WHAT IS NEEDED -
Copy the lines below word for word, omitting the pictures.

»»

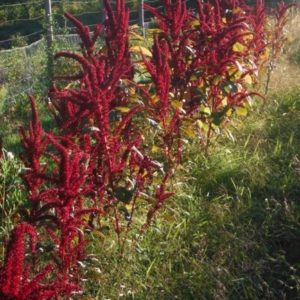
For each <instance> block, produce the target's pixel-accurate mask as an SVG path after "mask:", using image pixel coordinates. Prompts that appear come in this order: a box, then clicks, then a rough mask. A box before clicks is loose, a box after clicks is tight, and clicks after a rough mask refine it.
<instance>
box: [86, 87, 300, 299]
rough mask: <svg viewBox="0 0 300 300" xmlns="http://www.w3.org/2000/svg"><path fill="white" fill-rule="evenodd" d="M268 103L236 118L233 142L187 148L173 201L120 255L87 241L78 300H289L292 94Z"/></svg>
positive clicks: (299, 209)
mask: <svg viewBox="0 0 300 300" xmlns="http://www.w3.org/2000/svg"><path fill="white" fill-rule="evenodd" d="M272 97H273V98H274V102H272V103H270V104H265V105H262V106H260V107H259V108H257V109H258V111H257V113H256V114H251V115H250V116H249V117H248V119H247V120H245V121H244V122H243V123H242V122H240V121H239V120H236V121H235V122H234V124H233V126H232V127H231V128H230V130H231V132H232V135H233V136H234V137H235V142H232V141H229V140H228V139H226V138H225V137H224V138H222V140H219V142H218V144H217V145H215V147H213V149H211V153H210V156H209V157H208V158H207V157H205V156H203V155H202V154H201V153H200V154H199V149H198V145H197V144H194V145H191V146H190V147H189V153H187V154H186V157H185V163H184V171H183V172H182V174H181V176H180V180H178V181H177V193H176V195H177V196H176V200H175V201H173V203H172V205H169V207H168V208H167V210H166V211H165V212H164V214H163V215H162V216H161V217H160V219H159V220H156V223H155V226H154V227H153V228H152V229H150V232H148V234H146V235H145V236H144V237H143V238H142V239H141V240H139V241H138V242H137V243H135V242H134V237H130V241H129V245H131V246H129V248H128V249H127V251H128V252H127V253H126V255H124V256H125V257H124V258H122V259H120V258H119V257H118V254H117V251H116V244H117V241H116V240H113V239H112V238H111V237H107V236H105V235H101V238H100V241H99V236H100V234H99V236H98V237H97V238H95V239H94V241H93V244H92V245H91V247H90V249H89V252H90V253H91V254H90V258H89V260H88V261H87V265H86V271H85V272H86V277H87V278H89V280H88V281H87V288H88V292H87V294H86V297H87V298H83V299H88V298H89V297H92V298H93V299H104V298H111V299H117V298H121V299H122V298H124V299H149V300H152V299H153V300H154V299H249V300H250V299H251V300H254V299H296V297H297V295H299V292H300V273H299V269H300V260H299V255H298V254H297V249H299V246H300V240H299V236H300V207H299V202H298V197H299V196H298V195H299V194H300V190H299V186H300V180H299V168H300V162H299V155H300V151H299V149H300V133H299V130H297V127H298V126H299V123H300V90H299V89H298V90H295V91H292V92H290V93H287V94H286V95H273V96H272ZM186 181H187V183H183V182H186ZM108 248H109V249H111V250H110V251H109V254H107V251H106V250H102V249H108ZM120 270H121V272H120Z"/></svg>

««

OUTPUT OF THE TASK -
For each <instance> block, produce the target's pixel-accurate mask as an SVG path after "mask:", using image pixel coordinates. Prompts that appear come in this order: a box, then clicks, then a rough mask. A box before clicks is loose, a box after clicks is tight, and clicks after a rough mask refine it.
<instance>
box: [86, 87, 300, 299]
rough mask: <svg viewBox="0 0 300 300" xmlns="http://www.w3.org/2000/svg"><path fill="white" fill-rule="evenodd" d="M268 103L236 118L233 142L187 148L173 201L120 255L87 241L78 300H289L292 94Z"/></svg>
positive clicks: (299, 209)
mask: <svg viewBox="0 0 300 300" xmlns="http://www.w3.org/2000/svg"><path fill="white" fill-rule="evenodd" d="M272 97H273V98H274V102H272V103H270V104H265V105H262V106H260V107H259V108H257V109H258V111H257V113H256V114H251V115H250V116H249V117H248V119H247V120H245V121H244V122H243V123H242V122H240V121H239V120H236V121H235V122H234V124H233V126H232V127H231V128H230V130H231V132H232V135H233V136H234V137H235V142H232V141H229V140H228V139H226V138H225V137H224V138H222V140H219V142H218V144H217V145H215V147H213V149H211V153H210V156H209V157H208V158H207V157H205V156H203V155H202V154H201V153H200V154H199V149H198V145H197V144H194V145H191V146H190V147H189V153H187V154H186V157H185V163H184V171H183V172H182V174H181V176H180V180H178V181H177V193H176V195H177V196H176V200H175V201H173V203H172V205H169V207H168V208H167V210H166V211H165V212H164V214H163V215H162V216H161V217H160V219H159V220H156V223H155V226H154V227H153V228H152V229H150V232H148V234H146V235H145V236H144V237H143V238H142V239H141V240H139V241H138V242H137V243H135V242H134V237H130V241H129V245H131V246H129V248H128V249H127V251H128V252H127V253H126V255H124V256H125V257H124V258H122V259H120V258H119V257H118V254H117V251H116V244H117V241H116V240H113V239H112V238H111V237H107V236H105V235H101V238H100V241H99V236H100V234H99V236H98V237H97V238H95V239H94V241H93V244H92V245H91V247H90V249H89V252H90V253H91V254H90V258H89V260H88V261H87V265H86V271H85V272H86V277H87V278H89V280H88V281H87V288H88V292H87V294H86V297H87V298H83V299H88V298H89V297H92V298H93V299H104V298H111V299H117V298H121V299H122V298H124V299H149V300H152V299H153V300H154V299H249V300H250V299H251V300H254V299H296V297H297V295H299V292H300V273H299V269H300V260H299V255H298V254H297V249H299V246H300V240H299V236H300V207H299V202H298V197H299V196H298V195H299V194H300V190H299V186H300V180H299V168H300V162H299V155H300V151H299V149H300V133H299V130H297V127H298V126H299V123H300V90H299V89H298V90H295V91H292V92H290V93H287V94H286V95H273V96H272ZM186 181H187V183H183V182H186ZM108 248H109V249H111V250H110V251H109V254H107V251H106V250H102V249H108ZM120 270H121V272H120Z"/></svg>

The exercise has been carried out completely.